SET TASK: Starting with the line that contains "Each instance of the palm" and going through the line that contains "224], [243, 238]]", write those lines out again with "palm tree silhouette" swapped for "coconut palm" and nothing else altered. Return only those lines.

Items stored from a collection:
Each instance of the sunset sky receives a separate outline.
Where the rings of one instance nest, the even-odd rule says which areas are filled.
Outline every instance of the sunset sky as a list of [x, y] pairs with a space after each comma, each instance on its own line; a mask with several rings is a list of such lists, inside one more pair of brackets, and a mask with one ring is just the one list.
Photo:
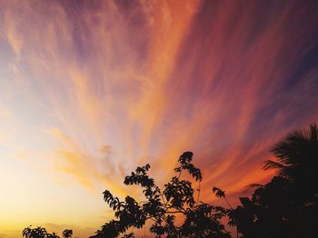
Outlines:
[[233, 203], [270, 147], [318, 122], [317, 1], [0, 0], [0, 237], [93, 234], [194, 153]]

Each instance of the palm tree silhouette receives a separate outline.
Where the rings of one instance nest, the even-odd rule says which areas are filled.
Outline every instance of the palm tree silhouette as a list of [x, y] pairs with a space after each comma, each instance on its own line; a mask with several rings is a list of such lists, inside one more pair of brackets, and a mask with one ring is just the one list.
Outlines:
[[45, 228], [41, 226], [32, 229], [30, 225], [29, 227], [25, 228], [22, 232], [22, 236], [25, 238], [43, 238], [47, 237], [47, 234]]
[[277, 169], [277, 176], [290, 182], [297, 190], [300, 204], [317, 203], [318, 196], [318, 127], [294, 130], [271, 148], [277, 161], [267, 160], [263, 169]]
[[72, 235], [73, 235], [73, 231], [65, 229], [65, 230], [63, 231], [63, 234], [62, 235], [63, 235], [64, 238], [71, 238]]
[[312, 238], [318, 226], [318, 128], [294, 130], [270, 150], [276, 157], [263, 169], [277, 173], [256, 187], [251, 198], [240, 197], [230, 224], [243, 238]]

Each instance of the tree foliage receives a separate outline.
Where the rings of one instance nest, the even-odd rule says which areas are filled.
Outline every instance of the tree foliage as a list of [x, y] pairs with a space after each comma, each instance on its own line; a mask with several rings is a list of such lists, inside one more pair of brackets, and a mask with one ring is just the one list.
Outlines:
[[[65, 230], [63, 232], [64, 238], [70, 238], [73, 235], [72, 230]], [[45, 228], [38, 226], [32, 228], [32, 225], [25, 228], [22, 236], [25, 238], [60, 238], [55, 233], [49, 233]]]
[[[175, 176], [164, 186], [163, 190], [150, 177], [150, 166], [138, 167], [124, 178], [126, 186], [136, 185], [142, 187], [145, 202], [137, 202], [131, 196], [120, 201], [110, 191], [104, 192], [104, 200], [114, 211], [116, 219], [106, 223], [91, 237], [134, 237], [125, 233], [129, 228], [142, 228], [151, 221], [149, 231], [155, 237], [230, 237], [220, 220], [228, 211], [194, 199], [194, 189], [191, 181], [182, 178], [188, 174], [199, 186], [203, 179], [199, 168], [192, 164], [194, 154], [184, 152], [174, 168]], [[184, 222], [176, 224], [176, 214], [184, 217]]]
[[318, 226], [318, 129], [292, 131], [275, 144], [264, 169], [276, 169], [272, 180], [257, 185], [251, 198], [230, 213], [243, 238], [316, 237]]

FINISHED EXERCISE:
Each instance of the coconut palm receives a separate outline.
Where the rings of one instance nest, the even-odd rule says which areas are filled.
Outline every instance of the coconut palm as a list of [x, y] pairs with a space after each comma, each instance on its own line; a mask with several rings is a list of such lists, inside one more pair of brackets, and a mask with one ring is just the one list.
Outlines:
[[45, 228], [41, 226], [32, 229], [30, 225], [29, 227], [25, 228], [22, 232], [22, 236], [25, 238], [43, 238], [47, 237], [47, 234]]
[[277, 169], [277, 176], [290, 182], [297, 190], [300, 204], [317, 203], [318, 196], [318, 127], [294, 130], [271, 148], [277, 161], [267, 160], [263, 169]]
[[72, 235], [73, 235], [73, 231], [65, 229], [65, 230], [63, 231], [63, 234], [62, 235], [63, 235], [64, 238], [71, 238]]
[[312, 238], [318, 226], [318, 128], [294, 130], [270, 150], [276, 157], [263, 169], [277, 173], [256, 187], [251, 198], [240, 197], [230, 224], [243, 238]]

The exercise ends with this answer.